• **SET EXERCISE**: Rewrite everything from the start of the records down to the line that contains "[348,0,365,177]", both ends included, with the requests kept and every bounding box coordinate in the answers offset by -139. Leave the pictures out.

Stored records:
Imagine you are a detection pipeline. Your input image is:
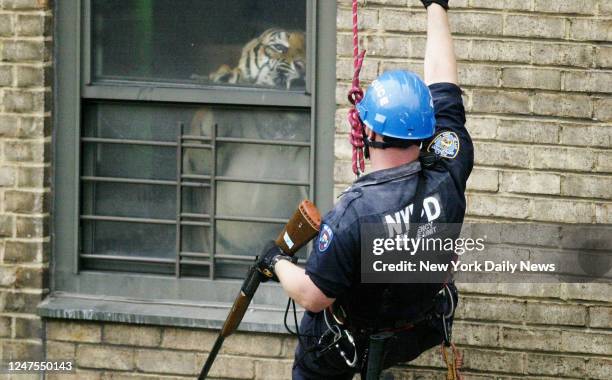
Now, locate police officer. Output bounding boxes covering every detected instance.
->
[259,0,473,379]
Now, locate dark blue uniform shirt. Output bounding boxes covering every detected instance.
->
[306,83,474,317]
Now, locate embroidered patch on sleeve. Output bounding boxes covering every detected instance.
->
[319,224,334,252]
[427,131,459,158]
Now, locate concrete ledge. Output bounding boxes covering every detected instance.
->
[37,293,301,334]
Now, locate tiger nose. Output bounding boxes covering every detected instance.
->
[293,60,306,75]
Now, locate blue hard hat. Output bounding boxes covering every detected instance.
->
[357,70,436,140]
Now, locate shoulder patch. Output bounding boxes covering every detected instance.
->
[319,224,334,252]
[427,131,460,158]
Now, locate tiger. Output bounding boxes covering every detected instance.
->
[209,28,306,90]
[183,28,310,262]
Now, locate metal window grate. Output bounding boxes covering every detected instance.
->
[79,122,313,279]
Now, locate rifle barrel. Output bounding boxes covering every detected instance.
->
[198,334,225,380]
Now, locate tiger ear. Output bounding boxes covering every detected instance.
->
[208,65,240,83]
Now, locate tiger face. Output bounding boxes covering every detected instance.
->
[209,29,306,90]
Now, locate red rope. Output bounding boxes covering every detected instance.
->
[348,0,365,176]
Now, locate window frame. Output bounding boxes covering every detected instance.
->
[50,0,336,305]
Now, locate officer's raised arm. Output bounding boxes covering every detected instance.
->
[423,0,459,85]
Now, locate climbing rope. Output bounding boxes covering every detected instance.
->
[348,0,365,177]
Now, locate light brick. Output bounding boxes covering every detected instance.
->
[0,115,19,137]
[533,42,595,67]
[474,142,533,168]
[468,0,533,11]
[458,63,500,87]
[103,324,161,347]
[562,283,612,302]
[0,316,12,338]
[15,66,45,87]
[449,12,503,35]
[4,190,44,214]
[4,140,45,162]
[221,334,283,357]
[501,326,561,351]
[47,340,76,360]
[595,45,612,68]
[525,302,587,326]
[561,330,612,356]
[0,66,13,87]
[4,240,41,263]
[15,268,47,289]
[380,8,427,32]
[2,0,50,10]
[0,340,43,361]
[593,98,612,121]
[589,306,612,329]
[0,267,17,286]
[535,0,597,15]
[595,203,612,224]
[464,349,524,373]
[586,357,612,380]
[559,124,612,148]
[466,115,499,140]
[531,199,595,223]
[15,14,50,37]
[467,168,499,192]
[526,352,586,378]
[2,41,45,62]
[204,355,255,379]
[502,67,561,90]
[500,171,561,195]
[467,194,529,219]
[0,166,16,187]
[47,321,102,343]
[468,39,531,63]
[15,216,49,238]
[255,360,293,380]
[570,18,612,42]
[497,119,559,144]
[134,350,196,376]
[533,146,595,172]
[472,90,530,114]
[533,93,593,119]
[453,321,499,347]
[160,327,218,351]
[504,14,565,38]
[561,174,612,199]
[76,345,134,371]
[563,71,612,93]
[0,14,13,37]
[456,297,526,322]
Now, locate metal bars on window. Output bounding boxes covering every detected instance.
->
[80,122,313,279]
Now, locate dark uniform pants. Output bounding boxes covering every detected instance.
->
[293,312,443,380]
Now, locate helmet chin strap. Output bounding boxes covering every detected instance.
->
[364,132,423,151]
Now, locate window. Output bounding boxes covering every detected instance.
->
[53,0,335,300]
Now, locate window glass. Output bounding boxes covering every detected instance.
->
[81,101,310,277]
[91,0,307,91]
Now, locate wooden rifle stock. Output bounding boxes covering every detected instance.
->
[198,200,321,380]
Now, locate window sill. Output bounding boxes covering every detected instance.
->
[38,292,301,334]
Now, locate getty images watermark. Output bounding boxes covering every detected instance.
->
[361,223,612,283]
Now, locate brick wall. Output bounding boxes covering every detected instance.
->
[335,0,612,379]
[0,0,612,380]
[0,0,52,368]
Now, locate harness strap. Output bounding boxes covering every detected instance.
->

• **COMPLETED EXERCISE**:
Imagine you are a detection pipeline. Your input image is:
Now, locate police officer. Output bounding boxes covering every detected instance.
->
[120,-139,334,240]
Now, locate dark blue uniform shirt. Output bounding boxes covering every detected instance.
->
[167,-56,335,178]
Now, locate embroidered patch on sleeve. Output bounding boxes covering every detected instance.
->
[180,85,195,113]
[288,-8,320,19]
Now, locate concrete ledge. Output bounding boxes covering every detected instance.
->
[-102,154,162,195]
Now, locate tiger nose. Output bounding boxes covering every detected instance.
->
[154,-79,167,-64]
Now, locate blue hard hat. Output bounding boxes covering every detected instance.
->
[218,-69,297,1]
Now, locate shoulder patch. Output bounding boxes covering every detected instance.
->
[180,85,195,113]
[288,-8,321,19]
Now, locate tiger. Output bounding boxes covering every detected instance.
->
[70,-111,167,-49]
[44,-111,171,123]
Now, locate metal window grate. Output bounding boxes covering every detected instance.
->
[-60,-17,174,140]
Now, locate rifle barrel. Output bounding boxes covering every detected instance.
->
[59,195,86,241]
Now, locate tiger ear. Output bounding boxes covering every detected instance.
->
[69,-74,101,-56]
Now, locate tiger face. Output bounding boxes covering every detected instance.
->
[70,-110,167,-49]
Now, locate red rope. Output bounding boxes covering every detected instance.
->
[209,-139,226,37]
Now, locate window frame. Output bounding boxes covering every detected instance.
->
[-89,-139,197,166]
Now, locate officer's raised arm. Output bounding boxes covering every detected instance.
->
[284,-139,320,-54]
Now, locate climbing rope. Output bounding boxes covering every detected instance.
->
[209,-139,226,38]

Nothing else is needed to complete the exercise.